GEKOZEN FRAGMENT:
Hendrik Vuye & Veerle Wouters
‘Echte verandering ligt niet meer in het bereik van de particratie’
‘Pacificeert de particratie nog, of polariseert ze?’ vragen Hendrik Vuye en Veerle Wouters in hun nieuwe boek ‘Schone schijn. Particratie wurgt democratie’. Knack biedt u een voorpublicatie aan.
Werkt de particratie? Laten we even politici aan het woord van verschillende partijen. Vlaams Parlementslid Hermes Sanctorum (Groen, later onafhankelijk) stelt dat de particratie helemaal niet meer werkt: ‘Daardoor komt er van beslissen nog weinig in huis. Welke grote hervormingen heeft het parlement onlangs nog beslist? De erfbelasting, ja, maar dat was gemakkelijk, om iedereen meer te geven. Maar voor de rest? Ik zie het niet’ (Het Nieuwsblad, 17 maart 2018). De particratie polariseert: ‘Door steeds harder te roepen, bedienen politici hun achterban, maar van actie komt niets meer in huis. Er heerst stilstand’ (De Morgen, 5 september 2016). Na een lange carrière als parlementslid en burgemeester gaat het doek dicht voor Peter Vanvelthoven (SP.A) in 2019: ‘Tevreden over de kansen die ik gekregen heb. Minder tevreden over de vaststelling dat grote hervormingen in dit land nauwelijks tot stand komen’. Hij voorspelt dat politieke partijen zoals ze vandaag bestaan over dertig jaar verdwenen zijn (Het Laatste Nieuws, 11 mei 2019). Gewezen minister Guy Vanhengel (Open VLD) is een oude rot in het vak. Ook zijn oordeel over de politiek is vernietigend: ‘Alléén maar stratego: het verzetten van pionnen en kijken waar je de vlag van de ander kunt veroveren. Dat is de essentie van de politiek. Of om het anders te zeggen: men is te veel met marketing bezig, te weinig met beleid… Het maatschappelijk belang doet er niet meer toe. Wat heeft de nieuwe generatie politici de voorbije tien jaar eigenlijk op de kaart gezet?’ (De Morgen, 27 juli 2019). Gewezen CD&V-Senator Rik Torfs is even duidelijk: ‘Het gaat allemaal om strategie: hoe bewaar je binnen bepaalde structuren de macht? Inhoud komt op de tweede plaats. Dat is toch vreselijk?’ (De Morgen, 5 januari 2013).

RUWE GEGEVENS:
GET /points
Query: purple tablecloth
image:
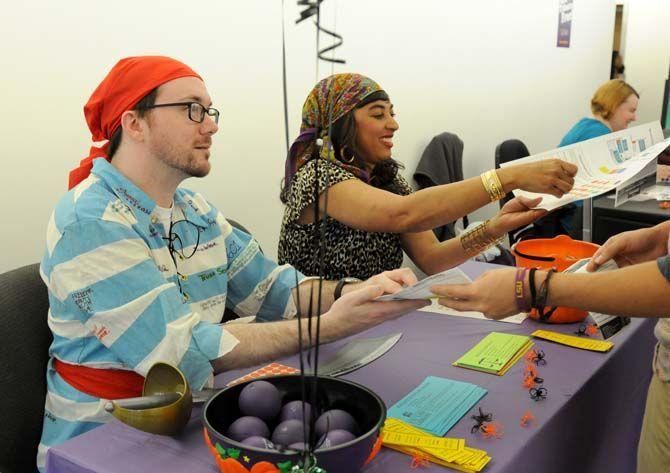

OPDRACHTEN:
- a) Kun je het fragment over de particratie in twee zinnen samenvatten?
- b) Kun je uit het fragment over de particratie de passage van "Hendrik Vuye &" tot en met "een voorpublicatie aan." letterlijk citeren?

OPLOSSINGEN OP VOLGORDE:
- a) In een voorpublicatie van hun boek 'Schone schijn. Particratie wurgt democratie' vragen Hendrik Vuye en Veerle Wouters of de particratie nog pacificeert of polariseert. Politici van verschillende partijen, onder wie Hermes Sanctorum, Peter Vanvelthoven, Guy Vanhengel en Rik Torfs, stellen dat er weinig wordt beslist, dat grote hervormingen nauwelijks tot stand komen en dat strategie en marketing voorgaan op inhoud en beleid.

- b)
Hendrik Vuye & Veerle Wouters
‘Echte verandering ligt niet meer in het bereik van de particratie’
‘Pacificeert de particratie nog, of polariseert ze?’ vragen Hendrik Vuye en Veerle Wouters in hun nieuwe boek ‘Schone schijn. Particratie wurgt democratie’. Knack biedt u een voorpublicatie aan.